■ Task
Locate every line in the records that contains the word "dark" and copy each one out. Case counts.

■ Records shown
::::::::::
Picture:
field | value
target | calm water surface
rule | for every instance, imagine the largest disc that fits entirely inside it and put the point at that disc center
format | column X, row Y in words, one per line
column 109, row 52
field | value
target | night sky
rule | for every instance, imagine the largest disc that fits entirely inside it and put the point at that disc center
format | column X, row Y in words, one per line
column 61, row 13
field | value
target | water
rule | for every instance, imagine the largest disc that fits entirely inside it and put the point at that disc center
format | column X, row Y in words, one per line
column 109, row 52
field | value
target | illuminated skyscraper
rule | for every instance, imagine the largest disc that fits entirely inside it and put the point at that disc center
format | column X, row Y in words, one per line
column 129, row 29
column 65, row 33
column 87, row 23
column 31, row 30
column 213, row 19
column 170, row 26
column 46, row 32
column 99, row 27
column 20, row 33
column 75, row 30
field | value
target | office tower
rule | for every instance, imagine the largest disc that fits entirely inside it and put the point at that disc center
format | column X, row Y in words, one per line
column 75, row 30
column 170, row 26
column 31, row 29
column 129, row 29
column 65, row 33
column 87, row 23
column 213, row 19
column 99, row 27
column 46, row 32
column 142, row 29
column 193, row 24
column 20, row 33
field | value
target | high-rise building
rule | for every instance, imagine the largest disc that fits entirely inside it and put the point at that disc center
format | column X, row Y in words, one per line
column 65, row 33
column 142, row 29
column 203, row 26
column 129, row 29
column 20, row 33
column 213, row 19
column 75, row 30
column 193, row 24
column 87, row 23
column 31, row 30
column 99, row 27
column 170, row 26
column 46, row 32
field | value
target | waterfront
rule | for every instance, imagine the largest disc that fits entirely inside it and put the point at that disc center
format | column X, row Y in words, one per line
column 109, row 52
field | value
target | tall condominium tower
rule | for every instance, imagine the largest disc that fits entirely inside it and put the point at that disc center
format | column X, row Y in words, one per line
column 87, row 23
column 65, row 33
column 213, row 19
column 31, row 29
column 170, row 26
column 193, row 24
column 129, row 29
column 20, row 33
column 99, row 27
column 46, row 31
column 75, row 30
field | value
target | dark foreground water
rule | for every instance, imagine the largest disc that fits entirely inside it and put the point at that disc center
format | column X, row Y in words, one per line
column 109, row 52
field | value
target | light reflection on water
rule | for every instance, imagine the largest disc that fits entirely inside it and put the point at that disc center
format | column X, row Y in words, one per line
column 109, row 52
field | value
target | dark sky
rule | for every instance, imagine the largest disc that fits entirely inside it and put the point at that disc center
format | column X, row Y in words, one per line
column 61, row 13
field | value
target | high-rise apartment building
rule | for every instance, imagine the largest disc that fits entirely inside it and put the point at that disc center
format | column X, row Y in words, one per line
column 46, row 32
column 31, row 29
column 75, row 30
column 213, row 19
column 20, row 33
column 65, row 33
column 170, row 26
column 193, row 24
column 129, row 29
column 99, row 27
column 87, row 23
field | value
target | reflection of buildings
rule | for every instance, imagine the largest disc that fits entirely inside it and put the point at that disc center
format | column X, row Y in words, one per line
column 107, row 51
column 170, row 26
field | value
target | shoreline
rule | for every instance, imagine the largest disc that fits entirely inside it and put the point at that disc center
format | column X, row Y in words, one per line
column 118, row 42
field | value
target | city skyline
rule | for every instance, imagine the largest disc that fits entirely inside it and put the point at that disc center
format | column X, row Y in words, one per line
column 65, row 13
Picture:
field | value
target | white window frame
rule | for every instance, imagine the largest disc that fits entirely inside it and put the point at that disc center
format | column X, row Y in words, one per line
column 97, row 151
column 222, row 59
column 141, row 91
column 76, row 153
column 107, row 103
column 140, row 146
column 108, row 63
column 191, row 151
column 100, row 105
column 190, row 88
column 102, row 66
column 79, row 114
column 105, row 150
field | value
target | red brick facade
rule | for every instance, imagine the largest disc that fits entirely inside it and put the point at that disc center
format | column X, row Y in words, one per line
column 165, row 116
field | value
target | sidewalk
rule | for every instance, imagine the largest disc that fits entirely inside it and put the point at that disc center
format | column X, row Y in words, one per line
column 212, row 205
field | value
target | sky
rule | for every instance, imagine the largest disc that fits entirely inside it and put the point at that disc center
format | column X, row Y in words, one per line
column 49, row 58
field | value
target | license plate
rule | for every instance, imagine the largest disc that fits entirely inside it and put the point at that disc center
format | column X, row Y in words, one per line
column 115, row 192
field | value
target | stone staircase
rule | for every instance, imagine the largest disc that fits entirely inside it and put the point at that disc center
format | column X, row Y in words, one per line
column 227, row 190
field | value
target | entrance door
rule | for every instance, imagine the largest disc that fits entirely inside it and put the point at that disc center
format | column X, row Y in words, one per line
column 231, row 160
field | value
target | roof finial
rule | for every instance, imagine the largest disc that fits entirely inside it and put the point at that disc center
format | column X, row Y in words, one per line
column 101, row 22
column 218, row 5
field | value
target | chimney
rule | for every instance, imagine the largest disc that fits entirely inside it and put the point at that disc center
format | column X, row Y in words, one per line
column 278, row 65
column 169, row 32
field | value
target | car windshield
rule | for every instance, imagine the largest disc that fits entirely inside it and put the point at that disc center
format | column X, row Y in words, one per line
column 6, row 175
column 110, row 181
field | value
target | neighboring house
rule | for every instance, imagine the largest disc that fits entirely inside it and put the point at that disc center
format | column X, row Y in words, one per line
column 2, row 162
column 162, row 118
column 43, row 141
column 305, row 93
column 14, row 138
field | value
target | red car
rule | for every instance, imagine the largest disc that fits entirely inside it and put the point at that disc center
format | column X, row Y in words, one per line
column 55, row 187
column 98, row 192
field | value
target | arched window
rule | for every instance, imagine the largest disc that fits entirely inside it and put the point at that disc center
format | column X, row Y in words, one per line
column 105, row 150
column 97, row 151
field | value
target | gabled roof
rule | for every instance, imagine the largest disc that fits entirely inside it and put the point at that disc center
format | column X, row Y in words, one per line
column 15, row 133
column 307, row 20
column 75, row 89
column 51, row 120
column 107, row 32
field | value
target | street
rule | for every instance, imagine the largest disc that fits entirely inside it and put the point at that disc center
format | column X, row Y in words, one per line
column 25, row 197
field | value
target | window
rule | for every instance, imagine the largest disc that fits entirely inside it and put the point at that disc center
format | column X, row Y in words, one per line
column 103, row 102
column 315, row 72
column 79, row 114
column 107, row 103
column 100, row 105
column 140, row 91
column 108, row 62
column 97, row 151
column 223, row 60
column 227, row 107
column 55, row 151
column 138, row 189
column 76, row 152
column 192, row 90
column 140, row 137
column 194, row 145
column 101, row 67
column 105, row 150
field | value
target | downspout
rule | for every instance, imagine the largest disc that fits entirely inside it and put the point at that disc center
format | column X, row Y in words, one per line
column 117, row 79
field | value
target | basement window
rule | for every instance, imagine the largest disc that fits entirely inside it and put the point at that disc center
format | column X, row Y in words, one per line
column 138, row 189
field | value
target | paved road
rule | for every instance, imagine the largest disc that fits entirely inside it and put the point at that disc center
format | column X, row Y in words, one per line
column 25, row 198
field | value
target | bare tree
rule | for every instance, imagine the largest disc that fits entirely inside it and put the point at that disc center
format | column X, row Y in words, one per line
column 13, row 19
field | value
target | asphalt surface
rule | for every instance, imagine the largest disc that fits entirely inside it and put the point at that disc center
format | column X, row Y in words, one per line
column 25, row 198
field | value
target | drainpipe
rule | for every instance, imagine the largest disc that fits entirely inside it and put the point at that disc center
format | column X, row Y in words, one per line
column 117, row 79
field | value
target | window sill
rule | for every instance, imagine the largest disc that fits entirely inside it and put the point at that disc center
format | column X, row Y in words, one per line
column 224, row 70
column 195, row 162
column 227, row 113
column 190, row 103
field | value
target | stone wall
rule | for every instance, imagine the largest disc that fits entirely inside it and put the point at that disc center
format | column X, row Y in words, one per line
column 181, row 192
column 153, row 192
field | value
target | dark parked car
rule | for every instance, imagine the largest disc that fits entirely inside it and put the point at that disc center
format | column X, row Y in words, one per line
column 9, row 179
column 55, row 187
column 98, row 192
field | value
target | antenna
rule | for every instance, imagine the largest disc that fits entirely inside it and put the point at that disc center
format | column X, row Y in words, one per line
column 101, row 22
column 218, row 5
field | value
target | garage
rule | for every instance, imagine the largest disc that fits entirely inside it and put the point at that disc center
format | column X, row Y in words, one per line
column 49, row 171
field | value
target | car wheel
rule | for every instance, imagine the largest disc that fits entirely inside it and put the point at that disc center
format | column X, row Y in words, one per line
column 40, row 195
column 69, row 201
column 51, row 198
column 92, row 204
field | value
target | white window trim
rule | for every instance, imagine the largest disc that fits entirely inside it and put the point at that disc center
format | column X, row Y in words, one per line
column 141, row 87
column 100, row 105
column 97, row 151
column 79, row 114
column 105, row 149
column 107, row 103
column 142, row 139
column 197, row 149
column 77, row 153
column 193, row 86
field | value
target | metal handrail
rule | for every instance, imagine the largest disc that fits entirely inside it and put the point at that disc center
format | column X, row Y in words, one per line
::::::::::
■ Final answer
target | dark foreground water
target | dark sky
target | dark parked car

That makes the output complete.